Task. Retype every line of the material below character for character, changing nothing.

Data lines:
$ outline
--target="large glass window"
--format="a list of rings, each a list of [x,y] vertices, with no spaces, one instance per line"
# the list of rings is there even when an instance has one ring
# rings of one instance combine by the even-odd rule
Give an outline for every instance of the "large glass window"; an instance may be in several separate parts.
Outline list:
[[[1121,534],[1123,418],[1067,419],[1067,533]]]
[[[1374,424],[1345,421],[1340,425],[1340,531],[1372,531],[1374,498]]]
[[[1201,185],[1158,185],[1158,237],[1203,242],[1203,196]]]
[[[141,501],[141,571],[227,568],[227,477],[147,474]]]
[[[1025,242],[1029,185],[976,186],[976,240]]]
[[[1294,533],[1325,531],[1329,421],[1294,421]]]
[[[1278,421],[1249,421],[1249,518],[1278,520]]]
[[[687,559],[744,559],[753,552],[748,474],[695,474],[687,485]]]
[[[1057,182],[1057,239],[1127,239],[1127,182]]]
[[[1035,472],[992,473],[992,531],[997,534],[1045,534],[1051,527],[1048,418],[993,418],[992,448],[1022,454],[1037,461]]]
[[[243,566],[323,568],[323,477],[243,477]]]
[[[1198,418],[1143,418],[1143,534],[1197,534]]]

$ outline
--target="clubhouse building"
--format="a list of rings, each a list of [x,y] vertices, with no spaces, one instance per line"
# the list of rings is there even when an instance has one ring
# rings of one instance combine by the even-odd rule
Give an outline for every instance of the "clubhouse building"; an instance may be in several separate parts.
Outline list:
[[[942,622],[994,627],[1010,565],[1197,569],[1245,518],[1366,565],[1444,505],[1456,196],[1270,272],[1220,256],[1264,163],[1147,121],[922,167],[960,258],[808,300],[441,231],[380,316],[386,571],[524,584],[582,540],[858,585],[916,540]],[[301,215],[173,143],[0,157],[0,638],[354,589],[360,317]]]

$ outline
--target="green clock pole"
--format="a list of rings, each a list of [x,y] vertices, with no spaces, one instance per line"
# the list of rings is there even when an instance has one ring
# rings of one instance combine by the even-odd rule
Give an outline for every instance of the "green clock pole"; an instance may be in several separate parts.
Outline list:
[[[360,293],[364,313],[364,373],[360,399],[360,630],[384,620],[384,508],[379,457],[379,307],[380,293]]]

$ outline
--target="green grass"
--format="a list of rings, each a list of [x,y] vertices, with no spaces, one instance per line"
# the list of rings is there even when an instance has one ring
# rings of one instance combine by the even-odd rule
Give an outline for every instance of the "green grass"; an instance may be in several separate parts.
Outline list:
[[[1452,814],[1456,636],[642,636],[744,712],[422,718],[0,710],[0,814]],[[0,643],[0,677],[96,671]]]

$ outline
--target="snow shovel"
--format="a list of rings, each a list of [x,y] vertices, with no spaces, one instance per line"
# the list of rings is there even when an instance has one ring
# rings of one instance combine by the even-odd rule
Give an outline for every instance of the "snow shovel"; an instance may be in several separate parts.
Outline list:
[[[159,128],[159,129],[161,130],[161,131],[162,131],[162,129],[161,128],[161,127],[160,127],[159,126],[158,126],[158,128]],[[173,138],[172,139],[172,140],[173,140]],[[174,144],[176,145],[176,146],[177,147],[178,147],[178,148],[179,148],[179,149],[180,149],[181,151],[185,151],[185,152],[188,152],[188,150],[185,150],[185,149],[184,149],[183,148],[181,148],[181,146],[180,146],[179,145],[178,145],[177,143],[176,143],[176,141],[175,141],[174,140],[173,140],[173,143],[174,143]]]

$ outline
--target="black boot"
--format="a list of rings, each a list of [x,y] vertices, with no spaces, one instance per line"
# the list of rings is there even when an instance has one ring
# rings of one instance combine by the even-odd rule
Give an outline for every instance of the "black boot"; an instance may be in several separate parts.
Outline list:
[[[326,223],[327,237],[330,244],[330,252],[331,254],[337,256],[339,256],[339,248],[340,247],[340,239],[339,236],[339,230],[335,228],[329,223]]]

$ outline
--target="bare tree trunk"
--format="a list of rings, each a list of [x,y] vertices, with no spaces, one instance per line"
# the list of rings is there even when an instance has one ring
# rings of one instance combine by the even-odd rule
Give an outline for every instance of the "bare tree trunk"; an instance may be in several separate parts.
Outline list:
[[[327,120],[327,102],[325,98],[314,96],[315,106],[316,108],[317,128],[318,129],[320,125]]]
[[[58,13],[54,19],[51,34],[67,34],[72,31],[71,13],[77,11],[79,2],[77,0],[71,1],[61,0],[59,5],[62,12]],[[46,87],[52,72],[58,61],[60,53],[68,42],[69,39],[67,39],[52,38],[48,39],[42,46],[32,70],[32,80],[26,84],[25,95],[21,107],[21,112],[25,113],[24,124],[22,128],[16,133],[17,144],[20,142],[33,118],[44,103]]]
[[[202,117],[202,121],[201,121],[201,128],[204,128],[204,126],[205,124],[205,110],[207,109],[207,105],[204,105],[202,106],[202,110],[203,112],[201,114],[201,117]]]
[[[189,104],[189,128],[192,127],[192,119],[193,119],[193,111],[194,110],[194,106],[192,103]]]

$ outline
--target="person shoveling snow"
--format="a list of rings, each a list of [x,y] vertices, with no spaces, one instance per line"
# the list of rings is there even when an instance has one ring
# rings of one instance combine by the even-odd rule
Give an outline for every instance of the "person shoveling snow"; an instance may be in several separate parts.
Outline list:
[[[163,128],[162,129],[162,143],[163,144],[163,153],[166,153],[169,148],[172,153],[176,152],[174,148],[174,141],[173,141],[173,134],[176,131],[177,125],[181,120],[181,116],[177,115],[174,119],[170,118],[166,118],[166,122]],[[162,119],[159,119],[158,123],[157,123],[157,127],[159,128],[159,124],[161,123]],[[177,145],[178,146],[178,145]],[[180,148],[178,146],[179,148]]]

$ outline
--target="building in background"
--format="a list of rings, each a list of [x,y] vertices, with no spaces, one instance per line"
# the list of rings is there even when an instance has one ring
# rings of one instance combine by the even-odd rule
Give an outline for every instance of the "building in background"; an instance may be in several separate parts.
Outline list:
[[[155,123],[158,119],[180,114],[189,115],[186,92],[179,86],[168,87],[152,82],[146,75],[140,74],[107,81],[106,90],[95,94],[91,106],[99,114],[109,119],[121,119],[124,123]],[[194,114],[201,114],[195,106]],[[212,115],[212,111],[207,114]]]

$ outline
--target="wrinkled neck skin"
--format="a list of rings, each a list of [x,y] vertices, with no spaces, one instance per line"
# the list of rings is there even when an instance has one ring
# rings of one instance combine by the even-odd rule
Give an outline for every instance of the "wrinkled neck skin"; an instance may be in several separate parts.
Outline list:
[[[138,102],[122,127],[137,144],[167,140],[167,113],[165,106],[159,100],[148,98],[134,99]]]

Answer for the task.
$ outline
--target="large glass window"
--format="a list of rings, each a list of [x,y] vertices, with no spaces, one instance per line"
# the list of rings is there even when an instance has one ring
# rings of one instance combine by the even-odd rule
Give an outline for every instance of the "large glass window"; an instance may be in several separate parts.
Outline list:
[[[1121,534],[1123,418],[1067,419],[1067,533]]]
[[[1374,424],[1345,421],[1340,425],[1340,531],[1372,531],[1374,498]]]
[[[1201,185],[1158,185],[1158,237],[1203,242],[1203,196]]]
[[[141,501],[141,571],[227,568],[227,477],[147,474]]]
[[[1025,242],[1029,185],[976,186],[976,240]]]
[[[1294,533],[1325,531],[1329,421],[1294,421]]]
[[[1278,421],[1249,421],[1249,518],[1278,520]]]
[[[687,559],[744,559],[753,552],[748,474],[695,474],[687,485]]]
[[[1057,182],[1057,239],[1127,239],[1127,182]]]
[[[1035,472],[992,473],[992,531],[997,534],[1045,534],[1051,527],[1048,418],[993,418],[992,448],[1022,454],[1037,461]]]
[[[243,566],[323,568],[323,477],[243,477]]]
[[[1198,418],[1143,418],[1143,534],[1197,534]]]

$ outline
--target="clubhouse building"
--format="a list of rings, each a list of [x,y] vertices, with no spaces, one instance per line"
# the list of rings is there even when an instance has one ring
# rings of one instance combine by the even-odd rule
Give an outline for every instance of the "clubhouse building"; an instance may be in several separate parts.
Outline list:
[[[942,622],[994,627],[1010,565],[1197,569],[1245,518],[1366,565],[1444,505],[1456,196],[1270,272],[1220,256],[1264,163],[1147,121],[922,167],[960,258],[808,300],[441,231],[380,316],[386,571],[524,584],[582,540],[858,585],[916,540]],[[301,215],[173,143],[0,157],[0,638],[354,589],[360,317]]]

$ outline
--target="green clock pole"
--format="a list of rings, each a list of [x,y] vertices, with no spaces, one instance per line"
# the list of rings is there even when an instance has one ring
# rings of one instance combine by the even-odd rule
Give an outline for every instance of the "green clock pole"; an instance may be in several separate parts.
Outline list:
[[[360,293],[364,313],[364,373],[360,399],[360,630],[384,620],[384,508],[379,457],[379,307],[380,293]]]

$ outline
--target="green grass"
--format="a list of rings, each a list of [x,y] vertices, with no spaces, one instance per line"
# the list of rings is there even when an instance has one ring
# rings of one instance combine by the even-odd rule
Give an outline for every instance of the "green grass"; an instance may be in several separate parts.
Outline list:
[[[1452,814],[1456,636],[642,636],[744,712],[422,718],[0,710],[0,814]],[[0,643],[0,677],[96,671]]]

$ outline
--target="snow shovel"
--format="a list of rings, each a list of [x,y] vertices, with no spaces, one instance per line"
# the list of rings is there even when an instance has one ring
# rings of one instance combine by the even-odd rule
Give an outline for every instance of the "snow shovel"; an instance may be in several separate parts.
Outline list:
[[[159,128],[159,129],[161,130],[161,131],[162,131],[162,129],[161,128],[161,127],[160,127],[159,126],[158,126],[158,128]],[[173,138],[172,139],[172,140],[173,140]],[[174,144],[176,145],[176,146],[177,147],[178,147],[178,148],[179,148],[179,149],[180,149],[181,151],[185,151],[185,152],[188,152],[188,150],[185,150],[185,149],[184,149],[183,148],[181,148],[181,146],[180,146],[179,145],[178,145],[177,143],[176,143],[176,141],[175,141],[174,140],[173,140],[173,143],[174,143]]]

$ outline
--target="black boot"
--format="a list of rings, each a list of [x,y] vertices, with no spaces, one instance per line"
# the list of rings is there even when an instance has one ring
# rings of one instance combine by the even-odd rule
Give an outline for every instance of the "black boot"; an instance may be in several separate parts.
Outline list:
[[[326,223],[327,237],[330,244],[330,252],[331,254],[337,256],[339,256],[339,248],[340,247],[340,239],[339,236],[339,230],[335,228],[329,223]]]

$ outline
--target="bare tree trunk"
--format="a list of rings, each a list of [x,y] vertices, with no spaces, one instance per line"
# the list of rings is there even when an instance has one ring
# rings of one instance combine by the even-odd rule
Give an outline for every instance of the "bare tree trunk"; an instance may be in several separate parts.
Outline list:
[[[327,120],[327,102],[325,98],[314,96],[315,106],[316,108],[317,128],[318,129],[320,125]]]
[[[58,13],[54,19],[51,34],[67,34],[72,31],[71,13],[77,11],[79,2],[77,0],[71,1],[61,0],[59,5],[62,12]],[[46,87],[52,72],[58,61],[60,53],[68,42],[69,39],[67,39],[52,38],[48,39],[42,46],[32,70],[32,80],[26,84],[25,95],[21,107],[21,112],[25,113],[24,124],[22,128],[16,133],[17,144],[20,142],[33,118],[44,103]]]
[[[202,117],[202,121],[201,121],[201,128],[204,128],[204,126],[205,124],[205,110],[207,109],[207,105],[204,105],[202,106],[202,110],[203,112],[201,114],[201,117]]]
[[[189,104],[189,128],[192,127],[192,119],[193,119],[193,111],[194,110],[194,106],[192,103]]]

$ outline
--target="person shoveling snow"
--format="a list of rings, each a list of [x,y] vertices, with no spaces, one instance per line"
# the list of rings is there even when an instance has one ring
# rings of one instance combine by the even-odd rule
Give an outline for every instance of the "person shoveling snow"; an instance may be in several separate parts.
Outline list:
[[[163,128],[162,129],[162,143],[163,144],[163,153],[166,153],[169,148],[172,153],[176,152],[174,148],[174,141],[173,141],[173,134],[176,131],[177,125],[181,120],[181,116],[177,115],[174,119],[170,118],[166,118],[166,122]],[[162,119],[159,119],[158,123],[157,123],[157,127],[159,128],[159,124],[161,123]],[[177,145],[178,146],[178,145]],[[180,148],[178,146],[179,148]]]

$ outline
--target="building in background"
--format="a list of rings, each a list of [x,y] vertices, with no spaces, one instance per line"
# the list of rings is there even when an instance has one ring
# rings of one instance combine by the even-odd rule
Give an outline for every instance of the "building in background"; an instance may be in several separate parts.
Outline list:
[[[155,123],[158,119],[180,114],[189,115],[186,92],[179,86],[168,87],[152,82],[146,75],[140,74],[107,81],[106,90],[95,94],[91,106],[99,114],[109,119],[121,119],[124,123]],[[194,114],[201,114],[195,106]],[[212,115],[212,111],[207,114]]]

$ outline
--target="wrinkled neck skin"
--format="a list of rings, each a list of [x,y] vertices, with no spaces, one instance per line"
# the list of rings is there even when an instance has one ring
# rings of one instance combine by the even-odd rule
Give an outline for every instance of the "wrinkled neck skin"; an instance may be in several separate parts.
Outline list:
[[[138,102],[122,127],[137,144],[167,140],[167,113],[165,106],[159,100],[148,98],[134,99]]]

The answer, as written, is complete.